Work item -> Find every line with the string "window" in the material below and copy it.

Given entries ->
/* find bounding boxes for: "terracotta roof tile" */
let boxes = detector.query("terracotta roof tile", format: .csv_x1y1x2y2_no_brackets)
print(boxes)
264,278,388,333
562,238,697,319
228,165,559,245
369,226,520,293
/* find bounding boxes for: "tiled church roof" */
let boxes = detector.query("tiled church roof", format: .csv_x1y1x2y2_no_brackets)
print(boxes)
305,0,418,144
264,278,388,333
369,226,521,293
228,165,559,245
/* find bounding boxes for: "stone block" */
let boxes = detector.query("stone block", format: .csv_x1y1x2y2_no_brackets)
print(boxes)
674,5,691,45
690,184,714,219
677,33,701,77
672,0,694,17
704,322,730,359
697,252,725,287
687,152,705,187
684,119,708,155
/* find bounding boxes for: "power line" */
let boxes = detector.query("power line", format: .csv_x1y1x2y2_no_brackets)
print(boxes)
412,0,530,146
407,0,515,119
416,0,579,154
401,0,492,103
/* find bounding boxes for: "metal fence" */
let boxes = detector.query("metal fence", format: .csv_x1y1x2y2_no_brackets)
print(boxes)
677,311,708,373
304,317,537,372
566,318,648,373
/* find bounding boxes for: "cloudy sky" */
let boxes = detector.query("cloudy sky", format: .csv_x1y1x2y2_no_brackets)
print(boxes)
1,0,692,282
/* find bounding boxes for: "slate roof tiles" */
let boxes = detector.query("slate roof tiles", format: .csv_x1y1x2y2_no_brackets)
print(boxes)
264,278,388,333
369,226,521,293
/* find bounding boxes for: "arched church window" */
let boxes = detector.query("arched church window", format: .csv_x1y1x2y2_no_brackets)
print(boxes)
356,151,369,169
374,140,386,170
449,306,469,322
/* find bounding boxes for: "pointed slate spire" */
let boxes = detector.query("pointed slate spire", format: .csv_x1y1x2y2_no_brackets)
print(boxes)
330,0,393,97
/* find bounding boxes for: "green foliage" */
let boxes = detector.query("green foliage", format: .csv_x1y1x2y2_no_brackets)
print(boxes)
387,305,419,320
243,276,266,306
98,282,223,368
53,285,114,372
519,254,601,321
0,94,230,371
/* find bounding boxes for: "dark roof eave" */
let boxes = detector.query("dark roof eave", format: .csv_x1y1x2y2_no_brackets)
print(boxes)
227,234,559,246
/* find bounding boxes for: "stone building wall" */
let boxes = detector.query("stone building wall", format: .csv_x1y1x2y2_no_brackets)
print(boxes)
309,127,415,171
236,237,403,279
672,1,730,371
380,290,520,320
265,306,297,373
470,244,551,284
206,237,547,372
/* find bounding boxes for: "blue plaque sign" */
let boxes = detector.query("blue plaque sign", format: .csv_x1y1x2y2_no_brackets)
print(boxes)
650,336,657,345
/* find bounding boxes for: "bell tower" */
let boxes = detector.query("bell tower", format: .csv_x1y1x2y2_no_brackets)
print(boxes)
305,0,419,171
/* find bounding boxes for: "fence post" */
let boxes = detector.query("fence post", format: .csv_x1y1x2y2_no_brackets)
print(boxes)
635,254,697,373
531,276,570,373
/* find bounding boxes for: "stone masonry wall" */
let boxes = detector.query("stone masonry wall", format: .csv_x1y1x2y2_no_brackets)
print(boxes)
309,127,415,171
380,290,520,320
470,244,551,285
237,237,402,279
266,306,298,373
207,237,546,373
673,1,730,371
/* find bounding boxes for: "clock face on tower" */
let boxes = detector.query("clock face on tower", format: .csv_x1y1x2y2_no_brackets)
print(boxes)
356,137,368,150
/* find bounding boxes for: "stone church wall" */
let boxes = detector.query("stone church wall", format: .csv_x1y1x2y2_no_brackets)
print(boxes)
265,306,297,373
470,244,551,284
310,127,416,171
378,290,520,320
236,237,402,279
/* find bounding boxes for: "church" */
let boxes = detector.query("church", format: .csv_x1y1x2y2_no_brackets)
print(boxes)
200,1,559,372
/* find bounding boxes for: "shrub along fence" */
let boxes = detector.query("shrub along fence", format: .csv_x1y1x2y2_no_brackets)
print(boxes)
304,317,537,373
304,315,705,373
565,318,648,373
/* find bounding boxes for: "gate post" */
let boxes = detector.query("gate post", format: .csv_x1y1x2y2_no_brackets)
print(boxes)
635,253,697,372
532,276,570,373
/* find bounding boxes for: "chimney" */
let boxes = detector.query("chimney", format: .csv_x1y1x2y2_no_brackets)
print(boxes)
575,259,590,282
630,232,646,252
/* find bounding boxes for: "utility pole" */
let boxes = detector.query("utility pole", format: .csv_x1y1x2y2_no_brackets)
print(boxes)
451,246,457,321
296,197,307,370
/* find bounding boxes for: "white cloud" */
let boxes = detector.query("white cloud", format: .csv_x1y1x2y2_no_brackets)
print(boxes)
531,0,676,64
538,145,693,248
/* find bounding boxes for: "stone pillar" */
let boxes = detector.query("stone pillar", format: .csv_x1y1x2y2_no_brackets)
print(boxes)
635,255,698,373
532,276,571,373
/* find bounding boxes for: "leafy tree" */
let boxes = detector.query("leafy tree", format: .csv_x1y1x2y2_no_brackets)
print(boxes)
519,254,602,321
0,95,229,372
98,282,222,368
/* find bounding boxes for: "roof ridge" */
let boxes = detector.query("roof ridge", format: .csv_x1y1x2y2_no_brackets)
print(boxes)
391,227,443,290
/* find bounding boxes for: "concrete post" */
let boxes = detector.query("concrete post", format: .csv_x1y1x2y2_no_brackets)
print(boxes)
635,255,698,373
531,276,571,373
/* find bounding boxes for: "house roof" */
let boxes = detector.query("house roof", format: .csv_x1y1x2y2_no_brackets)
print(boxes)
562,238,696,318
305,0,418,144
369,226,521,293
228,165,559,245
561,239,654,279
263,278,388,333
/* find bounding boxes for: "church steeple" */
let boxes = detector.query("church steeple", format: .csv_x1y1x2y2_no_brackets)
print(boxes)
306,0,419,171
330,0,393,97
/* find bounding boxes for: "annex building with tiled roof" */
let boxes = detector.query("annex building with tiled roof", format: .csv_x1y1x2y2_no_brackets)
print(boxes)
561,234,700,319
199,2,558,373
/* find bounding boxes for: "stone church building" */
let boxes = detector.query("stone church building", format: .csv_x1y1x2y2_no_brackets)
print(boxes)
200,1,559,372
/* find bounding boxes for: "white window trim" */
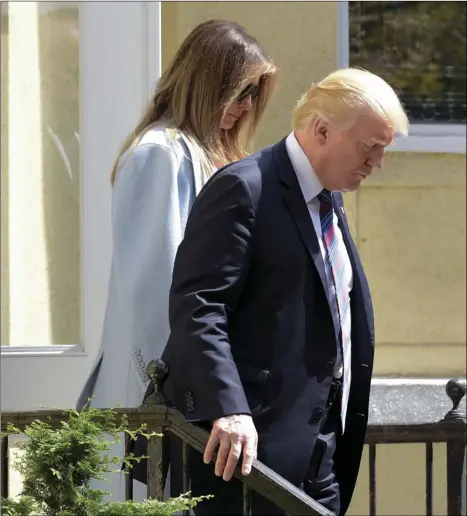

Result of this task ->
/* find bounding boxes for: "arched church window" */
let boxes = detector.query("arched church window", format: .csv_x1y1x2y2_no_brackets)
/* find bounding boxes for: "white window trim" */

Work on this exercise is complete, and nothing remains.